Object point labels
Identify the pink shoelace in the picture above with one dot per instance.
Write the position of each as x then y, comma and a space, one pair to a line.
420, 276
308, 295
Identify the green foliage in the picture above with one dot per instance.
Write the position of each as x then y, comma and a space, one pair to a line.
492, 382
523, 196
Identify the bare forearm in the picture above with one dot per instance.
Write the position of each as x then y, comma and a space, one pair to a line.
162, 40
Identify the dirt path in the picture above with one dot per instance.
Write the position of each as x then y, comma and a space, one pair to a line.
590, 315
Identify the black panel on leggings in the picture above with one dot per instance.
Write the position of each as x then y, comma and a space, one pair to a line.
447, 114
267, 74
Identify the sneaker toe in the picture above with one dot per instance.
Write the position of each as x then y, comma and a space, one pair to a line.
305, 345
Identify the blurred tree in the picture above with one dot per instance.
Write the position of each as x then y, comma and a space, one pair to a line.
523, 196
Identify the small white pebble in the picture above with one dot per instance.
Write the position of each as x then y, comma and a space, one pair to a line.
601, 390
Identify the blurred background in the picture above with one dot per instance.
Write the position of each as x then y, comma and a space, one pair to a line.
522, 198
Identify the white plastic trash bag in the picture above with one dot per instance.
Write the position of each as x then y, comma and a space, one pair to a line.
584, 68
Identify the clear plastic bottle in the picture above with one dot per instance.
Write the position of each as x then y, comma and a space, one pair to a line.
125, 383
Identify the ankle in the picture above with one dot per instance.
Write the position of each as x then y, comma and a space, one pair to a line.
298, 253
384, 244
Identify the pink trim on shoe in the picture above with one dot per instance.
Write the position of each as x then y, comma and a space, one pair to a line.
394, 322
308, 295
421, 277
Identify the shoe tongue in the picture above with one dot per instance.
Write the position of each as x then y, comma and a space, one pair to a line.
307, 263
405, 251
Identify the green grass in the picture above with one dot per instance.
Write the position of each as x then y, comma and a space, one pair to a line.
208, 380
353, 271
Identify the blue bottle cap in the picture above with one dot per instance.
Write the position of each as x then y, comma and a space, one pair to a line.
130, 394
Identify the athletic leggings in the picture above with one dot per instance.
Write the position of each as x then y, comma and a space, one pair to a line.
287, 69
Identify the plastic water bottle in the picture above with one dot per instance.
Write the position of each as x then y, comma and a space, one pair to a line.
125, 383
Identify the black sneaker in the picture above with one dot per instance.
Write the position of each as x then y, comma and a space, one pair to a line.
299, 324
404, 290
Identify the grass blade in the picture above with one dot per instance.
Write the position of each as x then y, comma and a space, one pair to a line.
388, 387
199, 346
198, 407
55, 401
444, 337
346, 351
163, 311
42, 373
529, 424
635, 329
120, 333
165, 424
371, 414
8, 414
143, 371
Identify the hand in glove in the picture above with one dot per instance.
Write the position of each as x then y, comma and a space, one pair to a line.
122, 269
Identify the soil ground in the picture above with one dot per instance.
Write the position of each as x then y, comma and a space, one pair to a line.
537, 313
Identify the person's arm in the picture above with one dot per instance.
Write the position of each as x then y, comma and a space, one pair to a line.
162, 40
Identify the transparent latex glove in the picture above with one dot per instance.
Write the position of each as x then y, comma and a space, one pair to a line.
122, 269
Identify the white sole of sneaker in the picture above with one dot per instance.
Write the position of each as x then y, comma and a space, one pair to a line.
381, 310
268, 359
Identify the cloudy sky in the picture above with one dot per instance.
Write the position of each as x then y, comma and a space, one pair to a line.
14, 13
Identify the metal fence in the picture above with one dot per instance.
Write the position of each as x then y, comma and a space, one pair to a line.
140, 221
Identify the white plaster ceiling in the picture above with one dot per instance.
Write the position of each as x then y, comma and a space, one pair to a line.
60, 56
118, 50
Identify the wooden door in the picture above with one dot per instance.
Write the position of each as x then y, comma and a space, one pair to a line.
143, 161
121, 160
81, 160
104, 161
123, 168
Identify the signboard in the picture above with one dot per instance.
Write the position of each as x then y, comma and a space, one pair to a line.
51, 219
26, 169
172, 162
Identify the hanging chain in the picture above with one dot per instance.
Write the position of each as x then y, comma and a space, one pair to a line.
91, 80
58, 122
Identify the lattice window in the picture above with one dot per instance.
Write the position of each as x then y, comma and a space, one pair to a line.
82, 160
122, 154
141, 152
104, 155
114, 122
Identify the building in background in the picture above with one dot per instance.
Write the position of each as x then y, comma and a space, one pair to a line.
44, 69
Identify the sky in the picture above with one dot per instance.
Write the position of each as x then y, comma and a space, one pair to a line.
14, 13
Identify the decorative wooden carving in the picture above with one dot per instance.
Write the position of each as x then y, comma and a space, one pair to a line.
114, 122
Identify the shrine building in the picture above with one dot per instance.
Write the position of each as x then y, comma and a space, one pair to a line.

* _Written request_: Print the records above exactly as they appear.

* _The solution_:
Identify the pink shoelace in the picture above with one dot per instance.
Write the position of each as x then y, comma and a space, one pair to a line.
420, 276
308, 295
Identify the green foliage in the picture above with one dot per instance.
Write the position of each as x then y, comma and a space, one pair to a line.
492, 382
523, 196
Identify the bare forearm in the picture above with one dot per instance.
Write the position of each as x then y, comma and a space, one pair to a line.
162, 40
Identify the dirt path in the picture above with one dot per instance.
Write the position of each as x then y, comma and a space, one pair to a line.
590, 315
Identify the black panel on leggings in the picture above with one dot per instance.
Write the position of each as x then y, comma and a space, one pair to a line.
447, 114
267, 74
Identify the sneaker toe in the picture above with one dot per instance.
Write the position of each as x then y, comma and a space, one pair to a line.
305, 345
Identify the blurred tree in the picture above with one dot per instance.
Write the position of each as x then y, comma and a space, one pair to a line.
523, 196
Identify the small white pebble in the picture above with one dot per instance.
Write the position of each as x then y, comma and a space, one pair to a line.
601, 390
Identify the blurred background in the picture above with one dot per instance.
Write the position of each as x then y, comma and a space, one pair to a line.
522, 198
Identify the white plastic trash bag in the picture above with one dot per instance.
Write the position of each as x then y, comma and a space, one pair to a line.
584, 68
Identify the clear plastic bottle in the picture above with one dot per instance.
Write the position of each as x then y, comma and a space, one pair to a line.
125, 383
Identify the ankle in the picture above with one dot per instance.
Write the position of each as x then y, comma and a space, one pair to a line.
298, 253
384, 244
Identify the pink trim on shoe in the picture above with one dot per instance.
Write the position of each as x then y, comma and a space, one pair to a line.
394, 322
308, 295
421, 277
Identify the shoe tongue in the picture above with one dot per instance.
Write the position of each as x then y, comma and a space, one pair to a line.
307, 263
405, 251
Identify the green grass in the picture above with one dot per instance.
Write the position of each as x then y, comma and a space, one pair to a line.
208, 380
353, 271
Identify the blue bottle cap in the picture above with one dot per instance.
Write the position of each as x then y, comma and a space, one pair to a line.
130, 394
Identify the athletic leggings in the picture above with one dot per instance.
Write the position of each as x then y, comma and a space, one pair to a line.
287, 69
Identify the plastic water bottle in the picture above with one dot per instance.
Write the position of each as x then y, comma and a space, one pair to a line.
125, 383
Identify the black sneaker in the picture above with one dot per instance.
Write the position of each as x then y, comma and a space, one pair to a line.
299, 324
404, 290
Identify the grass blade in the picture above with one dot per instance.
Write the position of each as x then y, comma and a space, one pair to a line.
388, 387
199, 346
198, 407
55, 401
444, 337
346, 351
163, 311
42, 373
529, 424
635, 329
120, 333
165, 424
371, 414
8, 414
143, 371
Identify the hand in glove in the picture above with one dot per instance.
Write the position of each as x then y, comma and a space, one pair to a line.
122, 269
Identify the soil ground in the picture above with one dot per instance.
Write the position of each as x then y, comma and a space, one pair to a line.
537, 313
Identify the person's arm in the picture above with one dot per instance.
Write the position of each as x then y, comma and a space, one pair to a line.
162, 40
Identify the transparent latex glove in the picture above with one dot per instance.
Write the position of each as x then y, comma and a space, one pair to a line.
122, 269
Identify the white sole of sneaker in the picture above with one dot per instance.
Write the position of each as x then y, comma and a space, one pair to a line.
381, 310
268, 359
Identify the cloudy sky in the picture above with one dot per instance.
Write the position of each as x then y, comma and a space, one pair to a line.
14, 13
Identify the metal fence in the picture above with one dot per instance.
Write the position of each as x then y, comma and a space, one pair to a line.
140, 221
Identify the white plaster ceiling in the picture above with one dot per instance.
Write the position of each as x then y, comma and a space, one pair to a line.
60, 56
118, 50
Identify the wooden door in the picture above with one dot per instance.
Write the position of each as x then y, comma and a space, one pair to a line.
143, 161
121, 160
81, 160
104, 161
123, 168
Identify the signboard in the picture above with one dot per instance.
Write the position of each as x then y, comma and a space, one pair to a line.
51, 219
26, 169
172, 162
Identify the hanging chain in the picture above with one dot per instance.
Write the position of each as x then y, comma and a space, one pair to a line.
91, 80
58, 122
Identify the lattice window in the picture above with one dot per instance.
Write the position of each as x then y, comma and a space, one pair to a line.
82, 160
122, 154
141, 152
104, 155
114, 122
Identify the building in background in the picture above with one dot per instance.
Write the position of each as x then y, comma and a space, one pair to a line.
44, 69
Identify the sky in the picture above with one dot per instance.
Write the position of each as x then y, comma and a space, one pair to a line.
14, 13
Identify the decorative wooden carving in the picture above with one dot per instance.
Write the position of each as x then y, comma and a space, one pair to a line.
114, 122
Identify the shrine building in the picture above with one dot per instance.
Write the position of each as x then y, comma and a space, one pair to a line.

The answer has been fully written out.